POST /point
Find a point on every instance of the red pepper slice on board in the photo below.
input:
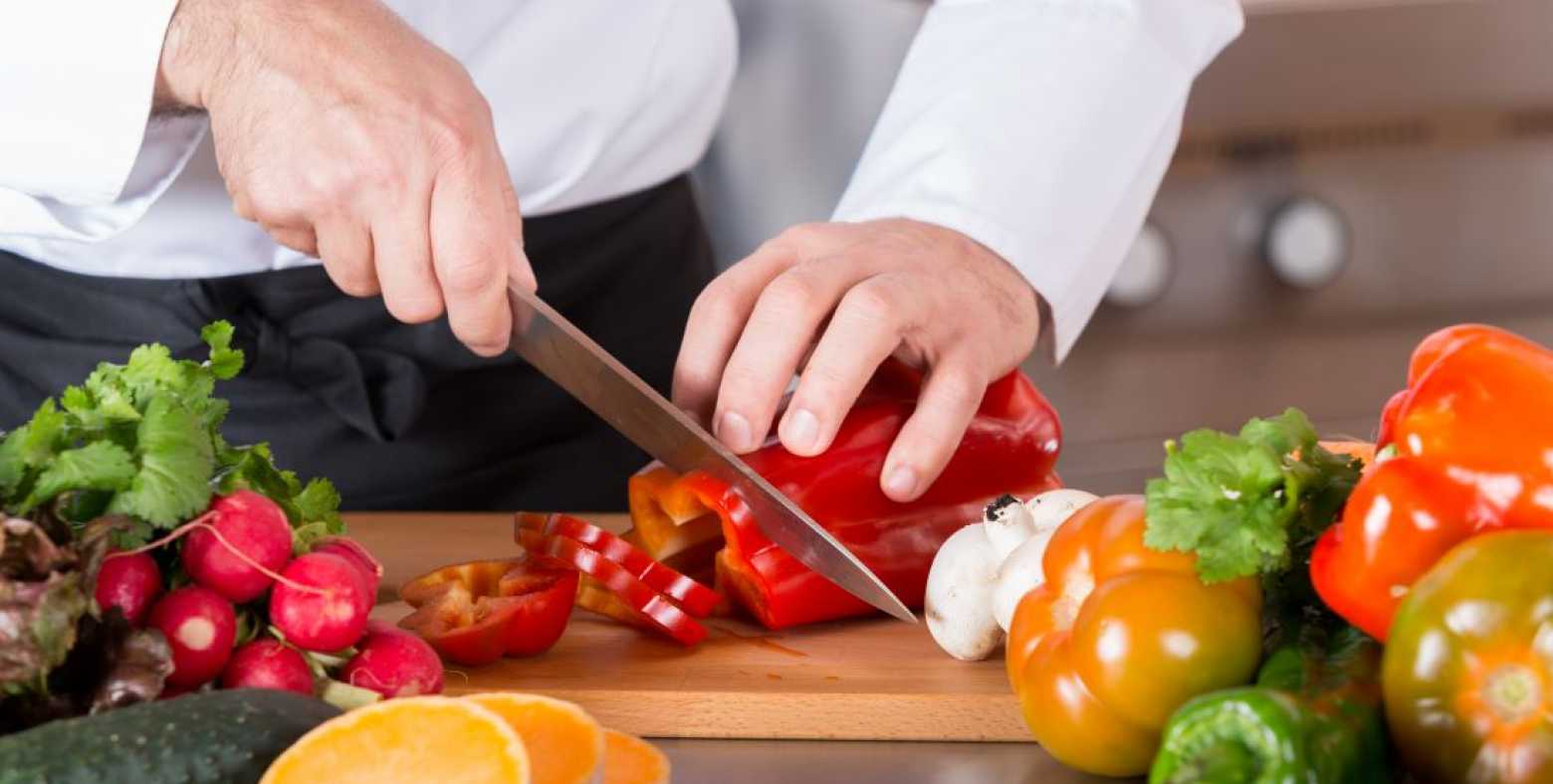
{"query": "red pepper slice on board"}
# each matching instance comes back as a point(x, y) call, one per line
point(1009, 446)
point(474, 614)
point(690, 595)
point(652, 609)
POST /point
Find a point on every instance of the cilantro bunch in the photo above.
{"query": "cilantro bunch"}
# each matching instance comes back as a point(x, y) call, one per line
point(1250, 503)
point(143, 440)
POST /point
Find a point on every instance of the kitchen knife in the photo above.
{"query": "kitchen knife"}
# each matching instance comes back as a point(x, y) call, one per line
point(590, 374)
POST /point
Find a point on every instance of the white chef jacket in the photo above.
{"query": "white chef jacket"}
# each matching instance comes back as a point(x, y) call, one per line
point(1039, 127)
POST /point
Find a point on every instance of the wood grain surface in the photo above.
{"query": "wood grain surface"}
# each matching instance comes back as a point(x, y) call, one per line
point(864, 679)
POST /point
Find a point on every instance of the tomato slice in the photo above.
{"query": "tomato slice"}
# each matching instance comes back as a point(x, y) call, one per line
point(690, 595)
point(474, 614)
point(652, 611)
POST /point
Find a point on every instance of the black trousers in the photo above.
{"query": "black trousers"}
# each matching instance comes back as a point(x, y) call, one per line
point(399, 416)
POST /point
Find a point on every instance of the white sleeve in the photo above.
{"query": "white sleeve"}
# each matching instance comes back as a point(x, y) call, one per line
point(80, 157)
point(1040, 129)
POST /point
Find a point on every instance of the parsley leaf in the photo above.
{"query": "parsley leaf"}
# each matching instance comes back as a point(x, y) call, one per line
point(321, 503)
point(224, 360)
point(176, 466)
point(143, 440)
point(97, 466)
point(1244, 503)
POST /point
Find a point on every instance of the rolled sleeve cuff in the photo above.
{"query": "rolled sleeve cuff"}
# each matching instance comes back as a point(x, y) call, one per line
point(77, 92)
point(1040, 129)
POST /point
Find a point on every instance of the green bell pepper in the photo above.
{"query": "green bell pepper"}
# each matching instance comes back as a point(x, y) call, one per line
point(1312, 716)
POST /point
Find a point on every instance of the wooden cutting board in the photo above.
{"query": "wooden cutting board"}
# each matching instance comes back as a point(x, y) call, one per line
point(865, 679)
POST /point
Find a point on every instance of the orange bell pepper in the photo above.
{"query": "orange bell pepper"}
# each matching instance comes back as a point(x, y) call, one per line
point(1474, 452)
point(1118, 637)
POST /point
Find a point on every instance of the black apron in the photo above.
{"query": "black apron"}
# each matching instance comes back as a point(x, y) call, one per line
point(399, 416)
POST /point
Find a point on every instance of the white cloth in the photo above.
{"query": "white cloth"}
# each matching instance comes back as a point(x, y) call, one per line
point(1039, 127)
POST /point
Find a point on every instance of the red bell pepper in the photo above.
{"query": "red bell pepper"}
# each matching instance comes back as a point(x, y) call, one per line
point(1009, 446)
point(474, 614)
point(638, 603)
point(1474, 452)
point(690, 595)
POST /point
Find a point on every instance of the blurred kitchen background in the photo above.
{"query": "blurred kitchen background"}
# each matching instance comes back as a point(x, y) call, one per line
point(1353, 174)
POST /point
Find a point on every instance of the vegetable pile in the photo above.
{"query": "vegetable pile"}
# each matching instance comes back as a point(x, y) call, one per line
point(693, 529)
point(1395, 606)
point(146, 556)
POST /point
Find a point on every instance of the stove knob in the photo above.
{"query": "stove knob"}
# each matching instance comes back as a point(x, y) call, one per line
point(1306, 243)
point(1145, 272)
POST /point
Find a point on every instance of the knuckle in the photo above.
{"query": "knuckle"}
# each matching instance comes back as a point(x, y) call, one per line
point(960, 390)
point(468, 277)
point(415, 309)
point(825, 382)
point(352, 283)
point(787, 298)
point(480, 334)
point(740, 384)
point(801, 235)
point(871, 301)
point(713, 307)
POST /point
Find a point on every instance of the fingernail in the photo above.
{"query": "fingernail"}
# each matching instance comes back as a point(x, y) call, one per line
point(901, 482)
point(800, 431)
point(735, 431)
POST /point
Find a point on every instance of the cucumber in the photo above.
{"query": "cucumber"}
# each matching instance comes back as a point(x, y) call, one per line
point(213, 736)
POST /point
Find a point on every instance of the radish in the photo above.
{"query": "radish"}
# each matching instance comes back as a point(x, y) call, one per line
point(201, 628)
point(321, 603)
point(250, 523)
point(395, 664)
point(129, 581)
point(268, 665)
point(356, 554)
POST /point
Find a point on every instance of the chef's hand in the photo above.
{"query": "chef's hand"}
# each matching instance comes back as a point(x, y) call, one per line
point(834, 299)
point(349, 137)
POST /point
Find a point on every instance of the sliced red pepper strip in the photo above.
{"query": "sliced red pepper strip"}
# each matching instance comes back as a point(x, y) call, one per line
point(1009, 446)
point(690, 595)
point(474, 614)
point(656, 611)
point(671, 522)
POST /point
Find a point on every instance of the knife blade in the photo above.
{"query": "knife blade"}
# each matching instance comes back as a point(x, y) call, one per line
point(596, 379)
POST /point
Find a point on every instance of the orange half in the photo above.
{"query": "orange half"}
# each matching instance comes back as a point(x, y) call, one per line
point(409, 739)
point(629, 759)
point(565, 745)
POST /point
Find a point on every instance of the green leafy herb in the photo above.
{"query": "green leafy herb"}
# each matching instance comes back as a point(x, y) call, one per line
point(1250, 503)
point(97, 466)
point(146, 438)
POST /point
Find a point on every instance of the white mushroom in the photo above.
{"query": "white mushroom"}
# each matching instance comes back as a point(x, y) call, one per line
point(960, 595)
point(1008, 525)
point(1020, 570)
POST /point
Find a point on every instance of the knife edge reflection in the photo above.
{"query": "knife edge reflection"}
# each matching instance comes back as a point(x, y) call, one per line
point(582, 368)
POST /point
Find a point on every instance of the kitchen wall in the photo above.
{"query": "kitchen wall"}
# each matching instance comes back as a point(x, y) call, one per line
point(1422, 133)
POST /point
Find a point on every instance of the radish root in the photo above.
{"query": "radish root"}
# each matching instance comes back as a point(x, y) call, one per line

---

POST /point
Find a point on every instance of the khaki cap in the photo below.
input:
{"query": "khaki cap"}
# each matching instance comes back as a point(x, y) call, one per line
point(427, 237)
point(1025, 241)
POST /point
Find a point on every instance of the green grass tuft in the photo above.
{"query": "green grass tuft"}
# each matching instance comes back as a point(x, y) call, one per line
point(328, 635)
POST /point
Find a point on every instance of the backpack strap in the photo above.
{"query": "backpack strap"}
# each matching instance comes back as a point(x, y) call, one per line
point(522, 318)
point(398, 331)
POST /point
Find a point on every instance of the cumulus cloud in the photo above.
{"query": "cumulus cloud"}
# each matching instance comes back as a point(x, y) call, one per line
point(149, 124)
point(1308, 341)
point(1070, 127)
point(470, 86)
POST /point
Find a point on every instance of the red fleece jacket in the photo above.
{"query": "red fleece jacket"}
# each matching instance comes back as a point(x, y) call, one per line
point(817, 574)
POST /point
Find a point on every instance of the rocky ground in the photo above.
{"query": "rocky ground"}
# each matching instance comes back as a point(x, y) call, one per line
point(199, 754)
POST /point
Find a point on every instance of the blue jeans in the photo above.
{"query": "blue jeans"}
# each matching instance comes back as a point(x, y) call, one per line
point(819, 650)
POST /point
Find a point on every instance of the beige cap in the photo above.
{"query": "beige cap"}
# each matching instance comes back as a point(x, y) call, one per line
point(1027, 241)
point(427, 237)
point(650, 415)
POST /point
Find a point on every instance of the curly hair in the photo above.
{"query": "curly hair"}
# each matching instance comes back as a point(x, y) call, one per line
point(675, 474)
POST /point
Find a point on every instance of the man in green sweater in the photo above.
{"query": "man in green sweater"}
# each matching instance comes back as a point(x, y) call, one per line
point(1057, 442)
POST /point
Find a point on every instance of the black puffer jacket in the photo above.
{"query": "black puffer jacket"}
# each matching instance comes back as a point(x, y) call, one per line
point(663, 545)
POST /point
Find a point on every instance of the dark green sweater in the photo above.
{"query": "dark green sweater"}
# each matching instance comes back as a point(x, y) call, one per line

What to do:
Search the records for the string "cumulus", and copy every line that holds it.

Solution to this problem:
Find a point on every instance of the cumulus cloud in the photo above.
{"query": "cumulus cloud"}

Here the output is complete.